> **Passage shown**

↓↓↓

The first mission of a battle-fleet is to prevent the enemy from putting to sea in such force that he can secure the command of sea communications — as just described. But it he should put to sea in concentrated force, then the mission of the battle-fleet will be to destroy or drive back to port the enemy battle force. The watch maintained by the British Grand Fleet, over the German High Sea Fleet during the late war and its driving of the High Sea Fleet back to port in consequence of the Battle of Jutland furnish good example of this. And here it should be realized that, had the British not confined the heavy naval forces of the Germans, the latter would have erupted and, with the aid of lighter German forces, would have destroyed all convoy and antisubmarine operations in Western European waters — whereupon, with the passage of the command of sea communications there to the Germans, the Allied cause could not have survived.
In short, it may be said that the first mission of a battle-fleet is to destroy or confine the battle forces of the enemy so as to enable its own nation’s cruiser forces to obtain and maintain dispersed command of all military and commercial movements by sea in the contested area.
When a nation has obtained command of sea communications by its battle-fleet helping its cruiser forces thereto, and when it thus has deprived the enemy of all essential movement by sea, it may be considered as exerting in full the pressure of sea power proper against the enemy in order to bring ruin to his ability to continue the war. But it may be desirable to accelerate the somewhat slow processes of economic and social disintegration by a military invasion of the enemy’s country — or by invading and capturing some of his possessions as a makeweight for peace. In such an event, the battle-fleet may be called on to perform its ultimate mission of enabling the landing of an army of invasion, at an appropriate spot, under the protection of the guns of the battle-fleet; and, collaterally, it might be called on to support the invading army in coastal operations. But all of this only after adequate command of sea communications in the critical area has been secured.

↑↑↑

> **Given exercise 1**
Reproduce the portion of the battle-fleet passage that begins with the words containing "In short, it" and ends with "the contested area.".
> **Given exercise 2**
According to the battle-fleet passage, what is the ultimate mission the battle-fleet may be called on to perform?
The data that comes after the battle-fleet passage has no connection to it.

> **Excerpted records**
↓↓↓

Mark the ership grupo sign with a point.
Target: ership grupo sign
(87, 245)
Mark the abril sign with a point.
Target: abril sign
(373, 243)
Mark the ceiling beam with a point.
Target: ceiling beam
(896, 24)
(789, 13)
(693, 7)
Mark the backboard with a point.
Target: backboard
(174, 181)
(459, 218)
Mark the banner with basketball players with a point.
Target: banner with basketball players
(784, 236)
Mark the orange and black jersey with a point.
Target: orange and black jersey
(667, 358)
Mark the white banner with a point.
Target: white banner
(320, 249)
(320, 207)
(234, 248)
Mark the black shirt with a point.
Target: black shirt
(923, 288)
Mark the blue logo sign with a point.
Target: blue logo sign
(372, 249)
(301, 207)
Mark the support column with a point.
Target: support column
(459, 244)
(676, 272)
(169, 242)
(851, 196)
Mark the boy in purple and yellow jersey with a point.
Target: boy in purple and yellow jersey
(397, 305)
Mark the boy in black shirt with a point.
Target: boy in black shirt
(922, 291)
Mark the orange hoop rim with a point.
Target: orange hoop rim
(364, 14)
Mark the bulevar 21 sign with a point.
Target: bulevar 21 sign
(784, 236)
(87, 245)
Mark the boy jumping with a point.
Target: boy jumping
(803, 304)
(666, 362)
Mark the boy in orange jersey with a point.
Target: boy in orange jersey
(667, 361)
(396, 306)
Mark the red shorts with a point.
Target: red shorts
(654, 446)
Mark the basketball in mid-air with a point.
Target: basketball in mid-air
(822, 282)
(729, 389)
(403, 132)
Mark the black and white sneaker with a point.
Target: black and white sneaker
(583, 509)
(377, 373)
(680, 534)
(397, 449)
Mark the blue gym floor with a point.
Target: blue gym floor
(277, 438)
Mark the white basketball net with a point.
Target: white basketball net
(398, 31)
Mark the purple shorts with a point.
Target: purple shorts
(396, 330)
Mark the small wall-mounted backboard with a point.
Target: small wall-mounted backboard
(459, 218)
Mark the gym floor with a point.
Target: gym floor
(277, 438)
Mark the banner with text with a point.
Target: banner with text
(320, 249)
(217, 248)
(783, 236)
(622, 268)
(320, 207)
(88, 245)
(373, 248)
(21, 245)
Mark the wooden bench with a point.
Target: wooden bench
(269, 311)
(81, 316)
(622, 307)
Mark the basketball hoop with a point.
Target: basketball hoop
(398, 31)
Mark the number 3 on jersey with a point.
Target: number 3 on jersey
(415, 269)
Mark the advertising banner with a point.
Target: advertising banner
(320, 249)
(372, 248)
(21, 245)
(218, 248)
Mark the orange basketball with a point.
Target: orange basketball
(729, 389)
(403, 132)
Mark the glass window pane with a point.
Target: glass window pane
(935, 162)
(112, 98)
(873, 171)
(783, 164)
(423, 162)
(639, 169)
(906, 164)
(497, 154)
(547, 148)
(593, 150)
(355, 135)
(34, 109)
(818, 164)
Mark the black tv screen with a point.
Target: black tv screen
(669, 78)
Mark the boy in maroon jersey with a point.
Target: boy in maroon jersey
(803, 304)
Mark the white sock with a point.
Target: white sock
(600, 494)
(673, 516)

↑↑↑

> **Task response 1**
In short, it may be said that the first mission of a battle-fleet is to destroy or confine the battle forces of the enemy so as to enable its own nation’s cruiser forces to obtain and maintain dispersed command of all military and commercial movements by sea in the contested area.

> **Task response 2**
Enabling the landing of an army of invasion at an appropriate spot, under the protection of the battle-fleet's guns.